Problem statement — Repeat the records below word for word.

Extracted material —

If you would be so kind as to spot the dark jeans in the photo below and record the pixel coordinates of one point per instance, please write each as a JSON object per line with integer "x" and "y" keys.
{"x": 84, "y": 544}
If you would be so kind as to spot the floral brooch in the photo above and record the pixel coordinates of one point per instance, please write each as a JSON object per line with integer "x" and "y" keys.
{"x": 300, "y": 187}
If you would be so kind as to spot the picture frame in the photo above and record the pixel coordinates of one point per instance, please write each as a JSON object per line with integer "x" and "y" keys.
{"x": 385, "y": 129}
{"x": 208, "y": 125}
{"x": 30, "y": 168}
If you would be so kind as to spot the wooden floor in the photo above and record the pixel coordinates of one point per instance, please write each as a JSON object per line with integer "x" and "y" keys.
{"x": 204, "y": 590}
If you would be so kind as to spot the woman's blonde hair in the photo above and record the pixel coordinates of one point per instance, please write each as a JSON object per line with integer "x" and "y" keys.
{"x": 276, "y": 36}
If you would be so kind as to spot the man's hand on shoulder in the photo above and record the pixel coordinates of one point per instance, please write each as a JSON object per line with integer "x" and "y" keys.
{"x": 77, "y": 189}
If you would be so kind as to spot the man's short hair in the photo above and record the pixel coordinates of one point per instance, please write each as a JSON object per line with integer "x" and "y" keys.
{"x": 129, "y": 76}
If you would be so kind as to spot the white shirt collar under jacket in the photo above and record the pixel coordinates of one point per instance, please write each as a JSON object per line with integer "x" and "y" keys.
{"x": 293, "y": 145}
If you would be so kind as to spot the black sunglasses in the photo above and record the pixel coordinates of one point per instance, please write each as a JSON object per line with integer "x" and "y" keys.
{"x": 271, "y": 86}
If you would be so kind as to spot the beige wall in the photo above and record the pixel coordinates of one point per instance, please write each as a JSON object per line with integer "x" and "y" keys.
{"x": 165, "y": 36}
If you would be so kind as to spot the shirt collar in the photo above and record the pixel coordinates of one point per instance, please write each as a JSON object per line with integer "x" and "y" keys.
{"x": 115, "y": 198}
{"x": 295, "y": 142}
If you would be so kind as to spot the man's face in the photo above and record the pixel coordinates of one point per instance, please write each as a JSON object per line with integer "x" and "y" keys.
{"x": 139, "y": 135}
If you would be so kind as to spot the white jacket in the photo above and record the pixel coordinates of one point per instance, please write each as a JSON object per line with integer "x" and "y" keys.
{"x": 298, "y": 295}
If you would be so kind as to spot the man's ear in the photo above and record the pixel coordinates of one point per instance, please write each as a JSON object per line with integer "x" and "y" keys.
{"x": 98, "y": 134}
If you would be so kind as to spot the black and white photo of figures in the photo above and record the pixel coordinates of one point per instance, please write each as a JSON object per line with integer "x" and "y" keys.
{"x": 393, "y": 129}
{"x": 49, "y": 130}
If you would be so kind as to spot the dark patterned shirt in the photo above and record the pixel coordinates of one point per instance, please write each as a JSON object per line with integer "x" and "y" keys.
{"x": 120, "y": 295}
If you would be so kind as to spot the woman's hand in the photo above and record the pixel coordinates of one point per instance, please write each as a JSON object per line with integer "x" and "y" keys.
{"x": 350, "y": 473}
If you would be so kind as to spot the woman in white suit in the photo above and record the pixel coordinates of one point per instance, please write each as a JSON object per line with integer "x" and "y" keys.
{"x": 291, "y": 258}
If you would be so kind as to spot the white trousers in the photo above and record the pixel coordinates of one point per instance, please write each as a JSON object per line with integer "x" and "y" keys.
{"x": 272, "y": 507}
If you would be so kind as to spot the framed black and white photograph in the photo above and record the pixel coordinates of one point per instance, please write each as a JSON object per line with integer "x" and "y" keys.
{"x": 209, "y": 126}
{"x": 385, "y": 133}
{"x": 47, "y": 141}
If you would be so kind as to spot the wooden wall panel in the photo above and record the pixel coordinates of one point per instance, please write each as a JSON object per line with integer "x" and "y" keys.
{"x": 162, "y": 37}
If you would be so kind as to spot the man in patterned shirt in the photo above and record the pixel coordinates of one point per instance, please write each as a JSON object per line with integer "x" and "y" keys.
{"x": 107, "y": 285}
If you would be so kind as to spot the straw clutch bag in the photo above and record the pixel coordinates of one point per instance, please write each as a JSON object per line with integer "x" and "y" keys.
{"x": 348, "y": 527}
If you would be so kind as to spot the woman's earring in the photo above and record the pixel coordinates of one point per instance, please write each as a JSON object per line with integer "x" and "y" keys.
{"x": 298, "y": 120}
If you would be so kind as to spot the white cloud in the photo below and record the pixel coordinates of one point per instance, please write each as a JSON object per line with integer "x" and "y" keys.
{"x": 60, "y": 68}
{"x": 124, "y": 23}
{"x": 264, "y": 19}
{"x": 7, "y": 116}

Exercise answer —
If you would be so kind as to spot the dark jeans in the photo below and record the pixel coordinates of one point per instance, please write each as a JSON object per line with integer "x" and "y" keys.
{"x": 84, "y": 544}
If you would be so kind as to spot the floral brooch in the photo above and record the pixel coordinates of one point per instance, please write each as a JSON object per line with integer "x" and "y" keys.
{"x": 300, "y": 187}
If you would be so kind as to spot the picture frame in the photo above and record the pixel coordinates of one point per instance, please write each as a JSON object per line with integer "x" and "y" keys.
{"x": 385, "y": 129}
{"x": 208, "y": 125}
{"x": 30, "y": 168}
If you would be so kind as to spot the wooden floor in the photo above and record the pixel coordinates of one point per instance, please write each as a JSON object per line with integer "x" and "y" keys.
{"x": 204, "y": 590}
If you would be so kind as to spot the woman's blonde hair in the photo above and record the pixel coordinates of one point per instance, please write each as a JSON object per line with integer "x" and "y" keys.
{"x": 276, "y": 36}
If you would be so kind as to spot the man's hand on shoulder in the photo above and record the pixel coordinates of one point per instance, please write each as a JSON object per line with integer "x" and "y" keys.
{"x": 77, "y": 189}
If you would be so kind as to spot the man's short hair in the photo above and record the pixel coordinates of one point per instance, please write each as a JSON object per line with integer "x" and "y" keys.
{"x": 129, "y": 76}
If you would be so kind as to spot the white shirt collar under jacket in the photo above and record the pixel coordinates of one point per instance, please write each as a JSON object per line with integer "x" and "y" keys.
{"x": 293, "y": 145}
If you would be so kind as to spot the black sunglasses in the photo above and record the pixel coordinates of one point per instance, please write each as a JSON object per line with integer "x" and "y" keys.
{"x": 271, "y": 86}
If you would be so kind as to spot the beige wall in the photo above and record the pixel coordinates of one point per instance, please write each as a JSON object per line with integer "x" and "y" keys.
{"x": 165, "y": 36}
If you would be so kind as to spot the shirt collar in the photo above and record the pixel coordinates of one point per instance, please write each as a JSON object per line with integer "x" and "y" keys.
{"x": 115, "y": 198}
{"x": 295, "y": 142}
If you would be so kind as to spot the man's face in the photo above and record the pixel coordinates of one point per instance, please write each as a JSON object per line with integer "x" and "y" keys.
{"x": 139, "y": 135}
If you would be so kind as to spot the white jacket in the photo above and record the pixel coordinates of one point per instance, please write each as a JSON object per line with integer "x" and "y" keys.
{"x": 298, "y": 295}
If you would be so kind as to spot the man's ear in the photo above and record the pixel coordinates of one point per instance, please write each as a JSON object per line with integer "x" and "y" keys.
{"x": 98, "y": 134}
If you would be so kind as to spot the black and white photo of figures in the photo above and record the pixel coordinates of one point per instance, please write each as a JSON object per line with integer "x" and "y" keys.
{"x": 393, "y": 129}
{"x": 49, "y": 130}
If you would be so kind as to spot the dark patterned shirt in the photo above and record the pixel coordinates of one point per instance, please write each as a JSON object per line with integer "x" and "y" keys.
{"x": 120, "y": 295}
If you would be so kind as to spot the woman's hand in the photo above and record the pixel coordinates of one point per instance, please write each as a JSON object per line with integer "x" and "y" keys.
{"x": 350, "y": 473}
If you would be so kind as to spot the woman in white suit in the photo above and record the pixel coordinates of one point per instance, please write each as a JSON object per line with integer "x" and "y" keys.
{"x": 291, "y": 258}
If you would be so kind as to spot the white trousers in the photo above and record the pixel coordinates of one point per instance, please write each as a JSON object per line with integer "x" and "y" keys.
{"x": 272, "y": 507}
If you would be so kind as to spot the framed black and white photograph in the photo above and record the pixel coordinates of one point per instance, please write each as a JSON object per line with integer "x" and "y" keys.
{"x": 209, "y": 126}
{"x": 385, "y": 133}
{"x": 47, "y": 141}
If you would be so kind as to spot the wooden wall panel in the photo above and record the pixel coordinates of one point per instance, please write each as a JSON object per line with integer "x" and "y" keys.
{"x": 162, "y": 37}
If you would be so kind as to spot the man in patterned shirt in the photo above and record the pixel coordinates of one point per instance, please write each as a JSON object per line with integer "x" and "y" keys.
{"x": 107, "y": 285}
If you would be so kind as to spot the straw clutch bag in the photo above and record the pixel coordinates of one point per instance, please write each as a JSON object per line with integer "x" and "y" keys.
{"x": 348, "y": 527}
If you would be so kind as to spot the woman's earring in the photo above and record the pixel coordinates of one point per instance, please write each as a JSON object per line with integer "x" and "y" keys.
{"x": 298, "y": 120}
If you would be so kind as to spot the white cloud in the photo below and record the pixel coordinates of one point per instance, please write each as a JSON object per line with integer "x" and "y" keys.
{"x": 60, "y": 68}
{"x": 124, "y": 23}
{"x": 264, "y": 19}
{"x": 7, "y": 116}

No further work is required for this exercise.